_TO DO_
[a] List every person that the press release about the family-business conflict book names with both a first and a last name.
[b] Carry on writing the press release about the family-business conflict book, starting after its last sentence.

_SELECTED EXCERPT_
════

|
|
Release date: July 23, 2003 Contact: Terri Thornton, 404-932-4347 or territhornton@mindspring.com New Book Examines Conflict and Communication in the Family Business Co-Authors Lead Cox Family Business Center at KSU Conflict is a fact of business life, and the stakes rise even higher for family-owned business. A new book, “Conflict and Communication in the Family Business,” explains how to deal with conflict while keeping the business, and the family, afloat. Joe Astrachan, director of the Cox Family Enterprise Center at Kennesaw State University, and Center associate director Kristi McMillan wrote the book, which is published by Family Enterprise Publishers. “When dealt with properly, conflict can be a positive catalyst, but when it festers, it can tear families and businesses apart,” says Astrachan, who also holds the Wachovia Eminent Scholar Chair of Family Business. “Few people realize inventor Thomas Edison gave his son Tom $50 a week to STOP using his family name,” Astrachan says. “Edison’s company, General Electric, became one of the most successful businesses in the world, yet Tom Jr. died in obscurity under an assumed name.” In a family business,
disagreements are often about issues other than what the people involved
say they’re about, Astrachan notes. The book points out the risks
faced when family members can’t – or won’t – communicate.

════

_PROVIDED INFORMATION_
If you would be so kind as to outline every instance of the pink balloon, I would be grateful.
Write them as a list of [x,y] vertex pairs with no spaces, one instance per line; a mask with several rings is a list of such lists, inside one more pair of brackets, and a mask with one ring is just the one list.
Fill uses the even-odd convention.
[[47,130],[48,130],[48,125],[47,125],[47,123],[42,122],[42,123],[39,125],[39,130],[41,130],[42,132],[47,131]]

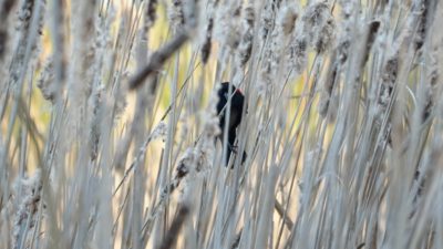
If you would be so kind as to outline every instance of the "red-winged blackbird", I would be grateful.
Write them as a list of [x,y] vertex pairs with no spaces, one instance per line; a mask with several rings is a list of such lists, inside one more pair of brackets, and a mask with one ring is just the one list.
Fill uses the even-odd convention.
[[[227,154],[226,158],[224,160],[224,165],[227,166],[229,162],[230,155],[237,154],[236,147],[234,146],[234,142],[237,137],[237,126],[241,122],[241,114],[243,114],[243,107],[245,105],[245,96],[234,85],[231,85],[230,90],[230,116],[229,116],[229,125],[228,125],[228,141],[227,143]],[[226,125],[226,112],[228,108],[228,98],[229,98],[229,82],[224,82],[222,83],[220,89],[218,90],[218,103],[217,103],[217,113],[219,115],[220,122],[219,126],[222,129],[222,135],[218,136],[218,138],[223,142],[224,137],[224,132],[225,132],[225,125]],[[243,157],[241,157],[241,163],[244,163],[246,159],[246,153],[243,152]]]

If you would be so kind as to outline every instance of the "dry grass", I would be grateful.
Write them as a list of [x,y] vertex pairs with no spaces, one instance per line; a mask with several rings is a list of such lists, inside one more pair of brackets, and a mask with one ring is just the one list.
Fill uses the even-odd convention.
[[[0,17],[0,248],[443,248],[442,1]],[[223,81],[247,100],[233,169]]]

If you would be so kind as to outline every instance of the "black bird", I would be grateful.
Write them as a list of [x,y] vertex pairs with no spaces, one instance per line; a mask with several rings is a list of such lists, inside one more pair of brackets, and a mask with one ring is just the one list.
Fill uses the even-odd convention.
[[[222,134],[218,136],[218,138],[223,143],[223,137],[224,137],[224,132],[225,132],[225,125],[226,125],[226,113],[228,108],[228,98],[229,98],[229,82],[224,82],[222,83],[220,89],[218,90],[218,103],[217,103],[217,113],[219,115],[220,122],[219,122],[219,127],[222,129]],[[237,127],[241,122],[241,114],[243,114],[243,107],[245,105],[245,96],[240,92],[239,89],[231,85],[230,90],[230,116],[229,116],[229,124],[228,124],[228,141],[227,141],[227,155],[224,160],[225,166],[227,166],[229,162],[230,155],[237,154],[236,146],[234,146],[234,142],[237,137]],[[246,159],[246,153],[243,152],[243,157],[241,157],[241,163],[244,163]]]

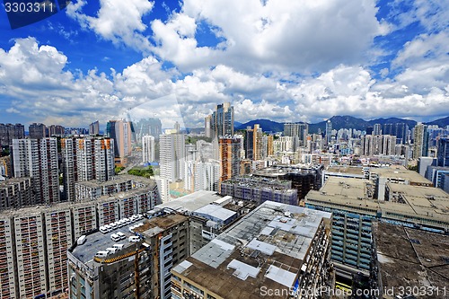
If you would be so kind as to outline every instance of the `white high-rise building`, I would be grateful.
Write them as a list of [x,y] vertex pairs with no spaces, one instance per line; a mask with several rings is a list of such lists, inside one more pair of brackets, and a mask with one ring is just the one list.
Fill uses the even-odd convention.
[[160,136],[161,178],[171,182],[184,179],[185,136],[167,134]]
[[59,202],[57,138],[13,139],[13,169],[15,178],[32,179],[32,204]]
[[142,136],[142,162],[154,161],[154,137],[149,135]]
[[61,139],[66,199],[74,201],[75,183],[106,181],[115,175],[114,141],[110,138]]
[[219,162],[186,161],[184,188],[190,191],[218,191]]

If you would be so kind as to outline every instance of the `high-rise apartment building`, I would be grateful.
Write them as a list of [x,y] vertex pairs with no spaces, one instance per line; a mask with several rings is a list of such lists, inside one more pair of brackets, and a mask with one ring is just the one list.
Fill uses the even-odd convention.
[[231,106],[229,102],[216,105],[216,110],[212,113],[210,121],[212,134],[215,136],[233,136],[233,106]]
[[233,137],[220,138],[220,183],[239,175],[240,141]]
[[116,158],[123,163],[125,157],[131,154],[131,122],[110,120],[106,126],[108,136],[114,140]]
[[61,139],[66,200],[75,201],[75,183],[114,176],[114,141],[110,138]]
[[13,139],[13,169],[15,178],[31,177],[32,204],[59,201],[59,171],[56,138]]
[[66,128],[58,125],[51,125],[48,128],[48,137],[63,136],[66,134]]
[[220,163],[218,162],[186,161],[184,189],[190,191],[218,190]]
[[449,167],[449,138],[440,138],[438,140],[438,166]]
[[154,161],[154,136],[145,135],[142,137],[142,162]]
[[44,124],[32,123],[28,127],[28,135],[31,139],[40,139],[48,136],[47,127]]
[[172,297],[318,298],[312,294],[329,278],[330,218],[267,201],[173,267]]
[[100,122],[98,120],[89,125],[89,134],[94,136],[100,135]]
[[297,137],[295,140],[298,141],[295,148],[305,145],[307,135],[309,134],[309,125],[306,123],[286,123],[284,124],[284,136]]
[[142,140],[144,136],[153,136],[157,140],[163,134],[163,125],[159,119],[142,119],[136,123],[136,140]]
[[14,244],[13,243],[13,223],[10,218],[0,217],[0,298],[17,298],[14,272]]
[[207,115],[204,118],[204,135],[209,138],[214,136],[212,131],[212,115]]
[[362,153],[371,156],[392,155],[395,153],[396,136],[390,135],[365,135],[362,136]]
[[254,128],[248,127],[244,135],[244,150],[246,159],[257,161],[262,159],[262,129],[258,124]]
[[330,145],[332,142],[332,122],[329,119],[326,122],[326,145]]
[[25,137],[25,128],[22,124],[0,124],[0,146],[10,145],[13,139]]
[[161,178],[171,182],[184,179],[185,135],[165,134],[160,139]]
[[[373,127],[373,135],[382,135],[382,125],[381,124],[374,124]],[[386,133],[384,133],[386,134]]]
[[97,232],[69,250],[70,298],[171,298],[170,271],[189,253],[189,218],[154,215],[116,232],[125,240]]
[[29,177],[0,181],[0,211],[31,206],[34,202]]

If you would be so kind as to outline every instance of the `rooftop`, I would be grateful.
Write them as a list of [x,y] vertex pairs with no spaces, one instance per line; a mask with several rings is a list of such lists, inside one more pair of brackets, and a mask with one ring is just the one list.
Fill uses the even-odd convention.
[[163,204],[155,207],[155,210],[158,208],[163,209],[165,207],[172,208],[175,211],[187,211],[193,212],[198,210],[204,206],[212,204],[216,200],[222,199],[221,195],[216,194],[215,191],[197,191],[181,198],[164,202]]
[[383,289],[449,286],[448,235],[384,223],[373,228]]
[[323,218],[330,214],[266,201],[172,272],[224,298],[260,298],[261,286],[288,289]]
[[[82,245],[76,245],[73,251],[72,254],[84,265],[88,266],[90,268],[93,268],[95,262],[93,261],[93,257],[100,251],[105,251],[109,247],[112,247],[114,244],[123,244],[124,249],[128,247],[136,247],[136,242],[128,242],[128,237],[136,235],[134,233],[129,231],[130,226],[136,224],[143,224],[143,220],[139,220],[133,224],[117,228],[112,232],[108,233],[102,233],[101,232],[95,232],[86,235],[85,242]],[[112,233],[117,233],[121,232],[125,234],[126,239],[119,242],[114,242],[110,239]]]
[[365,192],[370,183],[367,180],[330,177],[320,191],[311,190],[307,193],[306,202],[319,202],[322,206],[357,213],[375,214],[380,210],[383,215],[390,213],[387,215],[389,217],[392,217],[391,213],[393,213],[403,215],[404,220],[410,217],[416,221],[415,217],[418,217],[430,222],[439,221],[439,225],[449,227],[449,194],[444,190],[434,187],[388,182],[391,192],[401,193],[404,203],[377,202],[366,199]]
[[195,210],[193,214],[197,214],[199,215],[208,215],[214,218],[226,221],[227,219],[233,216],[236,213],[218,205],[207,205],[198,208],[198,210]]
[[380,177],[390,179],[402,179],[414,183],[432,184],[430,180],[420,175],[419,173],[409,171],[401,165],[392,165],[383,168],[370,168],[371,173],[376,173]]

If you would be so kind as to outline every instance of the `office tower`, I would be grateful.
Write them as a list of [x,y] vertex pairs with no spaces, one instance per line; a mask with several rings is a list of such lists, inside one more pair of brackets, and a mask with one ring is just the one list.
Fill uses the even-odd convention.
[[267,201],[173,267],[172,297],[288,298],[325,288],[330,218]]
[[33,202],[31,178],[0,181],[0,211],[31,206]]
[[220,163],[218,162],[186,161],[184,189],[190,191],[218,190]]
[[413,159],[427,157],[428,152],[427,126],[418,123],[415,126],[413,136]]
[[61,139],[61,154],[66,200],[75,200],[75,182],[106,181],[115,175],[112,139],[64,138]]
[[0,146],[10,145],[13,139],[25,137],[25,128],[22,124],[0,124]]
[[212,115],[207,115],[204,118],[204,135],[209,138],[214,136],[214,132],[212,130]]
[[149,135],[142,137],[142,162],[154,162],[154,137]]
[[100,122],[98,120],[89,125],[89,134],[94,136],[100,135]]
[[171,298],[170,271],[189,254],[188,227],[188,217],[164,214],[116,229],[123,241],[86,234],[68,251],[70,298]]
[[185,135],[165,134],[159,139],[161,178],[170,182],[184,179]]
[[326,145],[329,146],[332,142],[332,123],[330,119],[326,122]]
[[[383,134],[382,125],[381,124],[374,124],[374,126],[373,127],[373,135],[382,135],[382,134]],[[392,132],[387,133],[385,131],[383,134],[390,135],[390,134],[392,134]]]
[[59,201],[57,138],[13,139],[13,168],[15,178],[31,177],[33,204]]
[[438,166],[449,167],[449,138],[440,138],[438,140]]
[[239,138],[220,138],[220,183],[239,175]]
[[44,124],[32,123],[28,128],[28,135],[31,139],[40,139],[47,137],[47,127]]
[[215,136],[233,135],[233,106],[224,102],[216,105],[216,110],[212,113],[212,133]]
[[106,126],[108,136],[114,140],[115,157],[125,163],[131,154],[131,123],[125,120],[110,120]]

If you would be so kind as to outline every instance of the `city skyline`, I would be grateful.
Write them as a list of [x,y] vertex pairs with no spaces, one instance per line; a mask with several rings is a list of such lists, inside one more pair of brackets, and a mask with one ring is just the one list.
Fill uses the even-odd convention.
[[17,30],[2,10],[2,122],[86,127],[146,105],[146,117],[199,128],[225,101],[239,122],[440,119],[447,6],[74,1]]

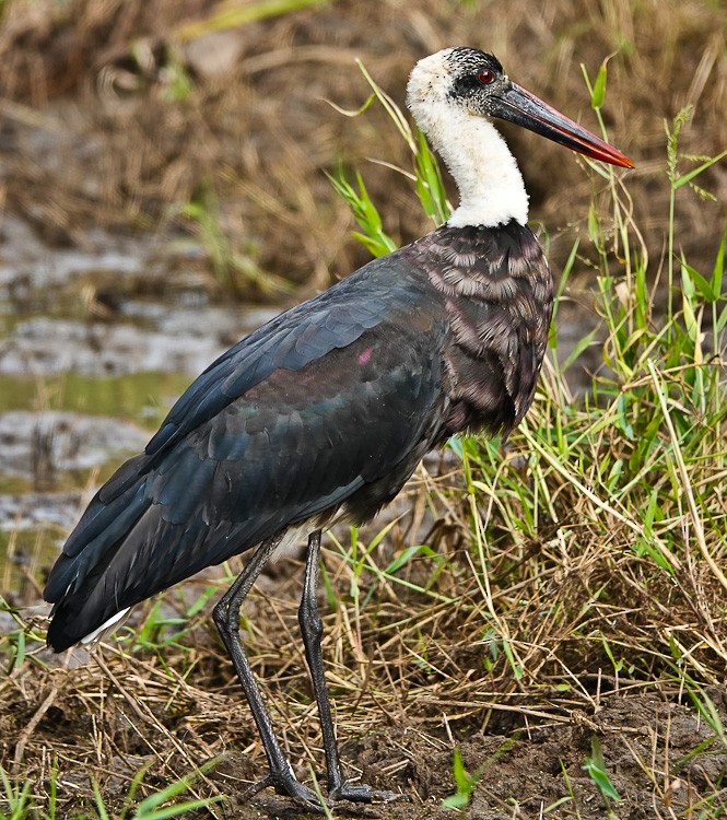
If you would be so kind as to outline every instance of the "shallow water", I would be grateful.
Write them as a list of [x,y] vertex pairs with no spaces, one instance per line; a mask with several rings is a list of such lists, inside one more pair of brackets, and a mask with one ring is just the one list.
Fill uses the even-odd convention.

════

_ANSWERS TO THE TASKS_
[a] Terri Thornton, Joe Astrachan, Kristi McMillan, Thomas Edison

[b]
For example, Gucci successfully relaunched after its troubled namesake
family lost control, but Louisville’s Bingham family lost both the
family and its media empire. Well-known family businesses facing high-profile conflict now include the Pritzkers, who own the Hyatt hotel chain, and the Haft family, in which a father fired one son, and was himself later fired by another son. “This is an incredibly important topic and it needed to be handled in an easy to understand way,” Astrachan said.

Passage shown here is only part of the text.